Exercise prompt:
Images excluded, repeat each entry below exactly.

[Object point labels]
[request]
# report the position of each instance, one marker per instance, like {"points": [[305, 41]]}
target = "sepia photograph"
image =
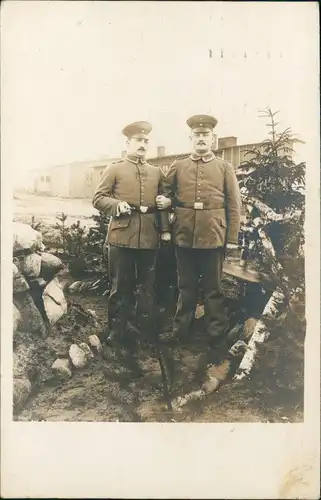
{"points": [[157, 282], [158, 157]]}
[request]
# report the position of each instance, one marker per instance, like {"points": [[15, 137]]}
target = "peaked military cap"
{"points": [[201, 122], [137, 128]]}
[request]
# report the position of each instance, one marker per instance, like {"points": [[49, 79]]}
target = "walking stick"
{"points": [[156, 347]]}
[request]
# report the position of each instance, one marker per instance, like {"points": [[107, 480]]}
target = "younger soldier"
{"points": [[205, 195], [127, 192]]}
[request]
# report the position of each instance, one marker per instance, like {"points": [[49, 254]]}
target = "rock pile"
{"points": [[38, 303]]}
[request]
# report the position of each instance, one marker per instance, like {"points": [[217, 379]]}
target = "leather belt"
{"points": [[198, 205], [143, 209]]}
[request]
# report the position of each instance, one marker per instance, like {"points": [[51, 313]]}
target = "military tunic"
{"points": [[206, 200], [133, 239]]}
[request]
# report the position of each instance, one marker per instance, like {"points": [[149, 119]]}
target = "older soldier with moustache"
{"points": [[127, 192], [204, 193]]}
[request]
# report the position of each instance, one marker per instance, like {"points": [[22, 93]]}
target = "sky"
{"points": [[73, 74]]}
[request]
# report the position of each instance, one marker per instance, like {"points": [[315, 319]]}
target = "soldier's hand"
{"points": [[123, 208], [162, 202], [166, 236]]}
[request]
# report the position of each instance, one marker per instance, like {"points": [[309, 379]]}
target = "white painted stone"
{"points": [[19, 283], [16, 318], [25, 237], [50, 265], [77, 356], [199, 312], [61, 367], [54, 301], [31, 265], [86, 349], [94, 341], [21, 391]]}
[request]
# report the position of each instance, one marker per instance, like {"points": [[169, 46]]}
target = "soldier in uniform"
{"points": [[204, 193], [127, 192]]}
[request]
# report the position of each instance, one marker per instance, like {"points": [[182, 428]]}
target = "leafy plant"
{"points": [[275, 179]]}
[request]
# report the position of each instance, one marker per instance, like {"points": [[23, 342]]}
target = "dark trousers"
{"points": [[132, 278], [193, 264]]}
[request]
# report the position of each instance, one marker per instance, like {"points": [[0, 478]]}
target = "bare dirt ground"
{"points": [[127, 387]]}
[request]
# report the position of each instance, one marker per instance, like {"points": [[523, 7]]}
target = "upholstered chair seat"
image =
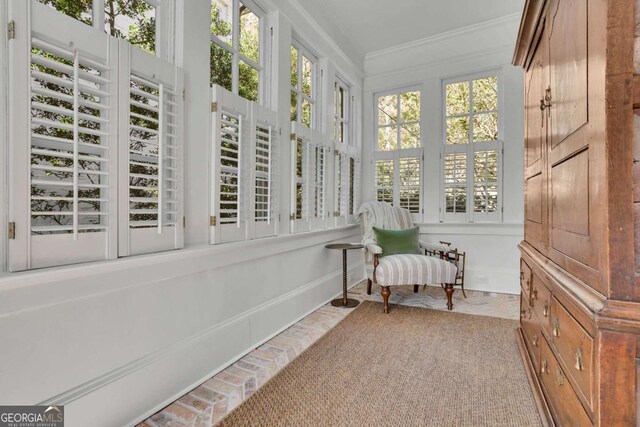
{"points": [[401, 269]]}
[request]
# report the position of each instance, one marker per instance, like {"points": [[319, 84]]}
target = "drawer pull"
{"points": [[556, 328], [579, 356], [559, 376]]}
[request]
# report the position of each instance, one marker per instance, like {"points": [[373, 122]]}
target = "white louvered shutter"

Answer to this problem:
[request]
# report the position of each instance, one marker per instance, like {"points": [[305, 41]]}
target = "sepia photograph"
image =
{"points": [[157, 282], [158, 157]]}
[request]
# report the position of each instance, one marker per instance, like {"points": [[15, 137]]}
target = "peaked military cap"
{"points": [[201, 122], [137, 128]]}
[request]
# report the position of each instance, one marker per instance, like {"points": [[49, 79]]}
target = "walking stick"
{"points": [[156, 347]]}
[request]
# report the position of each instance, one marker per instance, like {"points": [[107, 480]]}
target = "younger soldier"
{"points": [[205, 195], [127, 192]]}
[request]
# report the position of each instance, one marker per instance, like {"points": [[49, 254]]}
target = "rock pile"
{"points": [[38, 303]]}
[request]
# report the position of each instance, one marker per instance, like {"points": [[217, 379]]}
target = "leather belt"
{"points": [[198, 205], [143, 209]]}
[request]
# report the position of each instance, one marker per instance, like {"points": [[51, 313]]}
target = "military tunic"
{"points": [[206, 200], [133, 239]]}
[request]
# report the position of each instance, one marker per instance, like {"points": [[149, 119]]}
target = "older soldier with moustache"
{"points": [[127, 192], [204, 193]]}
[request]
# report the position of each instance, one marker per instance, like {"points": [[22, 93]]}
target = "sky"
{"points": [[73, 74]]}
[request]
# report the position of each instance, one marker per instance, like {"points": [[315, 319]]}
target = "soldier's hand"
{"points": [[123, 208], [162, 202], [166, 236]]}
[request]
# report the position of each instance, one marker per instance, like {"points": [[309, 379]]}
target = "white painted stone"
{"points": [[19, 283], [16, 318], [25, 237], [50, 265], [77, 356], [199, 312], [61, 367], [54, 301], [31, 265], [86, 349], [94, 341], [21, 391]]}
[request]
# report the position of each instance, one marker per instance, like {"points": [[169, 46]]}
target = "soldier in uniform"
{"points": [[204, 193], [127, 192]]}
[request]
# report the position of each instance, one marker per instance, like {"points": [[182, 428]]}
target = "leafy plant"
{"points": [[275, 179]]}
[request]
# report the position of each instance, one marker per instance, like {"points": [[23, 342]]}
target = "dark trousers"
{"points": [[132, 278], [193, 264]]}
[request]
# report the position of each instance, one marker per instance, like {"points": [[0, 478]]}
target = "bare dirt ground"
{"points": [[127, 387]]}
[request]
# report the position of each instance, one marker per instance, like {"points": [[523, 7]]}
target = "upholstered chair seat"
image =
{"points": [[401, 269]]}
[request]
# report the position of each instance, one marker per instance, like {"points": [[319, 84]]}
target = "drawer pull"
{"points": [[556, 328], [579, 356], [559, 376]]}
[request]
# report the position of each instance, one marker per instance, like {"points": [[373, 122]]}
target = "white louvered shutter"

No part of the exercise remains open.